Extracted records:
## START
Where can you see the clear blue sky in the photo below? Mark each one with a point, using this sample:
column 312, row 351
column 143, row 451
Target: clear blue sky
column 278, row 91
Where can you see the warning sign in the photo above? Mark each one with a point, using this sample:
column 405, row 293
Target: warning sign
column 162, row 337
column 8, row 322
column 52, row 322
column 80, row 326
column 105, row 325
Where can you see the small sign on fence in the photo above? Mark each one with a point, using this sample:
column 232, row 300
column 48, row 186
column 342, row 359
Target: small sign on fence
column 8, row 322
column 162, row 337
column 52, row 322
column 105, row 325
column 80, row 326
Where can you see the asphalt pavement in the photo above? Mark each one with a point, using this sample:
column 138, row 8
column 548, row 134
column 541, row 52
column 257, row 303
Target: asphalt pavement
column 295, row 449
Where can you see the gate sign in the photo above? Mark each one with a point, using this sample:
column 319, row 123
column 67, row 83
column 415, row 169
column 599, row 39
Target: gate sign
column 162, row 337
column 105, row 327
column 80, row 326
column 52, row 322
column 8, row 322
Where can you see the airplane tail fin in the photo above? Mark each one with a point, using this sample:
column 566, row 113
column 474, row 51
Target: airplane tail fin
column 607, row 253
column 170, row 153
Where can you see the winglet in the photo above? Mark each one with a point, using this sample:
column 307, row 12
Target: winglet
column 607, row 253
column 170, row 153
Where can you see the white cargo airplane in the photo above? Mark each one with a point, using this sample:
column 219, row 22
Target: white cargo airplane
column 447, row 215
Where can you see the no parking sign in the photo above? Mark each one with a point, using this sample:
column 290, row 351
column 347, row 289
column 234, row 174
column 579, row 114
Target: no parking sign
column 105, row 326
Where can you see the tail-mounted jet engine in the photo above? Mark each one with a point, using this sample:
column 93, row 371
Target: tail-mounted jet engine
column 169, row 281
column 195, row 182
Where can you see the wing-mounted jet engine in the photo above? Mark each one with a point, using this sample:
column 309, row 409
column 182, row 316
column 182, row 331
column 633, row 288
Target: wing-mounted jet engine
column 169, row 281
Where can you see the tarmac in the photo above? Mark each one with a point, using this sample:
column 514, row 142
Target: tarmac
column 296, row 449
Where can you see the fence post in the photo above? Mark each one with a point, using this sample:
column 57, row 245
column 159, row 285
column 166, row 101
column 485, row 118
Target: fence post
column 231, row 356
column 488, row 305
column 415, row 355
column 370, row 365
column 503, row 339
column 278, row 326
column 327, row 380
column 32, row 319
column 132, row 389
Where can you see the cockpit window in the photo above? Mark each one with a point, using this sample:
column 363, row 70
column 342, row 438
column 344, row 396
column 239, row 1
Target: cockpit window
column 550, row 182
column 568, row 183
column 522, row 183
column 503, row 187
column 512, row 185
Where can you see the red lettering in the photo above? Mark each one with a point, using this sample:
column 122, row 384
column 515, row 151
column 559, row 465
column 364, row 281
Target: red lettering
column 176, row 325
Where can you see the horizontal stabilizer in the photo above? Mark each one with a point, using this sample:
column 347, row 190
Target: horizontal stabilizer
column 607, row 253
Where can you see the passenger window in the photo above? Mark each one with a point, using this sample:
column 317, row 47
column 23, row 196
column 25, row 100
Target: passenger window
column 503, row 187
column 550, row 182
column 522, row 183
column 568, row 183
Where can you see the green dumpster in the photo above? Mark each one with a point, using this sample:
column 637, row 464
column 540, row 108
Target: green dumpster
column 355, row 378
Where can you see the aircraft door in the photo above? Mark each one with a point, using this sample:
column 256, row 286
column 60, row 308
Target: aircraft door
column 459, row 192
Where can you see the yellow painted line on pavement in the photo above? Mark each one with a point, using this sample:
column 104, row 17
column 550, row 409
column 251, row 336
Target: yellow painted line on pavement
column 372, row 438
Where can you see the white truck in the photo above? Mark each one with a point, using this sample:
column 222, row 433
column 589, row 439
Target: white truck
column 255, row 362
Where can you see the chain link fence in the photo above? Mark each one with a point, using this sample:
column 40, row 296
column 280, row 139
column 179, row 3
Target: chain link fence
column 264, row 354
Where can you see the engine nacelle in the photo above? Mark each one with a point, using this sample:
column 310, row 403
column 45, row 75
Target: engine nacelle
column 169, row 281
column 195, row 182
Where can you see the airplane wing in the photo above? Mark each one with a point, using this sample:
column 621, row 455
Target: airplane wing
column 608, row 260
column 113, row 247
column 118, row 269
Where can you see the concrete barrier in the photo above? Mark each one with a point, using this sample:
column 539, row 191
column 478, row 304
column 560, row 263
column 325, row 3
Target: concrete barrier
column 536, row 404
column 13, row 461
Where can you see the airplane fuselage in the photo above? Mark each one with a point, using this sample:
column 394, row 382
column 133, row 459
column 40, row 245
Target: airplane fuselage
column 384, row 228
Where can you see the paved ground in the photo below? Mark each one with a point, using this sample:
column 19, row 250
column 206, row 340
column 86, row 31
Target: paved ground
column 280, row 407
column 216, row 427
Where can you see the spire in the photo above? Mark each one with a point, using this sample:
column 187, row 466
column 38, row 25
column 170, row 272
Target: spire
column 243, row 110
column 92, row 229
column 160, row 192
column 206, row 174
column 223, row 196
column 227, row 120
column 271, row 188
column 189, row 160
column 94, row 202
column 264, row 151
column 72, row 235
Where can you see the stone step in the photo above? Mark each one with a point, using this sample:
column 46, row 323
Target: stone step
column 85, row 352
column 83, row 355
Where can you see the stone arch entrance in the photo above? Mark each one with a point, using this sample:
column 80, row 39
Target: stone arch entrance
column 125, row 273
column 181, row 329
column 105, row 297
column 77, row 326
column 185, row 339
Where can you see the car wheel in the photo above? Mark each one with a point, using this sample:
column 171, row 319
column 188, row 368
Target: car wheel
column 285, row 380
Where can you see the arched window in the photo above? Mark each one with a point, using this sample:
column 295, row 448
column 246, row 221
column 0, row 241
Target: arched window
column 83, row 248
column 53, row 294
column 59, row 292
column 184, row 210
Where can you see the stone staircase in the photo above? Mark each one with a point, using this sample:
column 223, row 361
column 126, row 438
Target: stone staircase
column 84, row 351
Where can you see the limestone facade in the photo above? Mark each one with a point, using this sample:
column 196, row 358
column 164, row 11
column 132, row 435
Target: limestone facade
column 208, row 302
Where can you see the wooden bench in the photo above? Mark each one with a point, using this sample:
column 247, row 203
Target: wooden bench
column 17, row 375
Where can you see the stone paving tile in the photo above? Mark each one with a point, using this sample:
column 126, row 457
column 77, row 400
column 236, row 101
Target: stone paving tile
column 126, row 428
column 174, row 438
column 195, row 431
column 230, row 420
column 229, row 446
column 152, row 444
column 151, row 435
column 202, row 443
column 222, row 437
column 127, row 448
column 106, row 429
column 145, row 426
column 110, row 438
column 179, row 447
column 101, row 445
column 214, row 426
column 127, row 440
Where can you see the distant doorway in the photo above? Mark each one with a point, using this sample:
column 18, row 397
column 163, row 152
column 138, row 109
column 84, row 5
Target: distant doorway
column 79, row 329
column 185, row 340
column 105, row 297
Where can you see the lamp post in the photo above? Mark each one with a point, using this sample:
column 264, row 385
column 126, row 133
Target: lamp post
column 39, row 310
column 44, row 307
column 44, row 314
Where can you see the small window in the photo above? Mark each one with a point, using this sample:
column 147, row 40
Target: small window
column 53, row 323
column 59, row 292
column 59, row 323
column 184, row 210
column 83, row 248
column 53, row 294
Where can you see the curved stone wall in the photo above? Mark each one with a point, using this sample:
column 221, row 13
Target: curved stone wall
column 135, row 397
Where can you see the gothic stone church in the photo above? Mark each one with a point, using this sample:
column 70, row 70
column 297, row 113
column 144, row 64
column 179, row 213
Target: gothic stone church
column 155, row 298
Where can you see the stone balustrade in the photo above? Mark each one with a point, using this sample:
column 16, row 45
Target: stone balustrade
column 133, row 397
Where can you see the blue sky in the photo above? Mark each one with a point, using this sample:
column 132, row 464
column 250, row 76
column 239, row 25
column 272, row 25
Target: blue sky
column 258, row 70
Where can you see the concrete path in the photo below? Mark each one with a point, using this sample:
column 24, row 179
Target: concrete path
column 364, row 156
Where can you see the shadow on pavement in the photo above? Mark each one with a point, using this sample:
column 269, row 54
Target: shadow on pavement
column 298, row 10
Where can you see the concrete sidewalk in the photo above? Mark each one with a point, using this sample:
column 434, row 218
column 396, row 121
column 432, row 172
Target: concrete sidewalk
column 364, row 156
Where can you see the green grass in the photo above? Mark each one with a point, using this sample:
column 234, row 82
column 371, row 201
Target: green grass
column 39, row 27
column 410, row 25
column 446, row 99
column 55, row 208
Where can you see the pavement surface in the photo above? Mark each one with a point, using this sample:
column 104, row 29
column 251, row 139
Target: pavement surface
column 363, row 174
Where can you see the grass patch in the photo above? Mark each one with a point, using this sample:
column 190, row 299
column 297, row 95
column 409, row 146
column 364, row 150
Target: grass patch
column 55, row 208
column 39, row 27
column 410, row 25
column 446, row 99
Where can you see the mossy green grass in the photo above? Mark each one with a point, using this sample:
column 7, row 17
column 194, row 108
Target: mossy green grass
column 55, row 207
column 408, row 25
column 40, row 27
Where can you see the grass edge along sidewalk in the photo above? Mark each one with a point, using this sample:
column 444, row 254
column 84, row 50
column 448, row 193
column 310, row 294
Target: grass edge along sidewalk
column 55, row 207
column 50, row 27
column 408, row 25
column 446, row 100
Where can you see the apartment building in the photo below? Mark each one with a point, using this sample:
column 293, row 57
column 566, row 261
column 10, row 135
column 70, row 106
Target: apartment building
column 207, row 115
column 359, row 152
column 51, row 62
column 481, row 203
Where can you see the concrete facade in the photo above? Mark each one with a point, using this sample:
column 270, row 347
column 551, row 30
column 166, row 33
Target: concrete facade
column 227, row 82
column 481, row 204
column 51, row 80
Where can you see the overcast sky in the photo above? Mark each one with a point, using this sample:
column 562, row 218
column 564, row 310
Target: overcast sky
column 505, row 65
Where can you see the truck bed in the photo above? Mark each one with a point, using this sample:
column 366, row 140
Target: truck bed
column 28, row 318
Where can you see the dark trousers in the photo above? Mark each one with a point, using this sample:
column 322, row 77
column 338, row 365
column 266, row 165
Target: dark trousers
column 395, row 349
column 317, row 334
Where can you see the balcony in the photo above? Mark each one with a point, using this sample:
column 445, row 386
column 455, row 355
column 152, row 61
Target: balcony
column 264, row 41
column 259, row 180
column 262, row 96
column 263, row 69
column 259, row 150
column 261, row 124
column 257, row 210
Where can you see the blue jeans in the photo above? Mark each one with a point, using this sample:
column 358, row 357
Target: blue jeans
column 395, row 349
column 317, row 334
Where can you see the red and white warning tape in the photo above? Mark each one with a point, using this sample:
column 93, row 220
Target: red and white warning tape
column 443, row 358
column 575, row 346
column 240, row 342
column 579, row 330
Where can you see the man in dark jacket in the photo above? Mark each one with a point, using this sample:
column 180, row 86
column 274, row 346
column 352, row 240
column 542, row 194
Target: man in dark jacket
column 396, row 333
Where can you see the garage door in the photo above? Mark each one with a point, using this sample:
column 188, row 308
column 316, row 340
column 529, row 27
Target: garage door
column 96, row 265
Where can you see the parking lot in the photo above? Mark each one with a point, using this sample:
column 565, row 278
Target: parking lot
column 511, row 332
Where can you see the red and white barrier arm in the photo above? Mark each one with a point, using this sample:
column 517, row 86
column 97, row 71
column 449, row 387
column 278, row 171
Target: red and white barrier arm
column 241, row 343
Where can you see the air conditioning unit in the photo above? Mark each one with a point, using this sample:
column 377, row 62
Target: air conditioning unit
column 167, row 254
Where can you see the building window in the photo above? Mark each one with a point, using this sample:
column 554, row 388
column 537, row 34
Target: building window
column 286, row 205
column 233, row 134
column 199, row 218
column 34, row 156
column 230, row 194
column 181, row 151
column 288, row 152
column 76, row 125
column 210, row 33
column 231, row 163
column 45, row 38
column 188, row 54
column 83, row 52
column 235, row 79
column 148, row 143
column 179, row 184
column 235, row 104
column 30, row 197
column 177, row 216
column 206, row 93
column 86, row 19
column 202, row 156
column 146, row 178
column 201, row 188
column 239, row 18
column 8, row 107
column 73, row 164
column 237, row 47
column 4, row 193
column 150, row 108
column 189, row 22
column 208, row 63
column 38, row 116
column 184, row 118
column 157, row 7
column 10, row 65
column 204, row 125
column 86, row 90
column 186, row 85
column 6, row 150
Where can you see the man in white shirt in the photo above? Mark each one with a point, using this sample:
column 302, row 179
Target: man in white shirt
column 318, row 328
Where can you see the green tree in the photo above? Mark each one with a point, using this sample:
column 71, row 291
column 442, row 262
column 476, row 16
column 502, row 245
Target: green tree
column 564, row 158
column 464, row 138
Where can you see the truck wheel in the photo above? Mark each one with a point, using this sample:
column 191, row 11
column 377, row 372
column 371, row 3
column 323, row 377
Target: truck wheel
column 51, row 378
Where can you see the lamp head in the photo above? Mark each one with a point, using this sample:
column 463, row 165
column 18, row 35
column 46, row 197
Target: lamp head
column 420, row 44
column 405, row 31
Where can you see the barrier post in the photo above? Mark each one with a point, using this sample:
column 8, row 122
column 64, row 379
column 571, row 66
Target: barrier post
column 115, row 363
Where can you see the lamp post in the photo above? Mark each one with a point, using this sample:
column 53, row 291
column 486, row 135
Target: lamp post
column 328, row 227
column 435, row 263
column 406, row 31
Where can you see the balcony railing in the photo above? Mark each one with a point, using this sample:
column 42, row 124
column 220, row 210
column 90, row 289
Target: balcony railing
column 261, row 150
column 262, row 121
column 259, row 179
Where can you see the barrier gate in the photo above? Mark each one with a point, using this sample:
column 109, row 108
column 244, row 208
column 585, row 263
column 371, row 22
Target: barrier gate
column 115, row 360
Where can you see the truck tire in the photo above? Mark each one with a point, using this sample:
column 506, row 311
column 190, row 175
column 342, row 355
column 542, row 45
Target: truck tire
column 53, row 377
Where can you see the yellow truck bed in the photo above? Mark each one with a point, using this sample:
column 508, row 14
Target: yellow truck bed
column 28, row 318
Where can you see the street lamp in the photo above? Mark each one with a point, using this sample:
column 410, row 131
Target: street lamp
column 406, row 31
## END
▶ [Prompt]:
Format the lines of the material above as a numbered list, beginning with the line that contains "Where can you see the man in dark" and ending with the line that contains "column 241, row 343", both included, and leave out any blank lines.

▶ [Correct answer]:
1. Where can you see the man in dark jacket in the photo above? Mark each one with a point, using this sample:
2. column 180, row 86
3. column 274, row 346
4. column 352, row 240
5. column 542, row 194
6. Target: man in dark jacket
7. column 396, row 333
8. Where can you see the garage door in the photo above? Mark each one with a point, using this sample:
9. column 188, row 308
10. column 316, row 340
11. column 529, row 27
12. Target: garage door
13. column 96, row 265
14. Where can you see the parking lot in the photo above? Mark each one with a point, using this sample:
15. column 565, row 278
16. Target: parking lot
17. column 511, row 332
18. Where can you see the red and white barrier arm in the photo above? Mark each one with a point, using this sample:
19. column 517, row 86
20. column 97, row 71
21. column 449, row 387
22. column 278, row 171
23. Target: red and white barrier arm
24. column 241, row 343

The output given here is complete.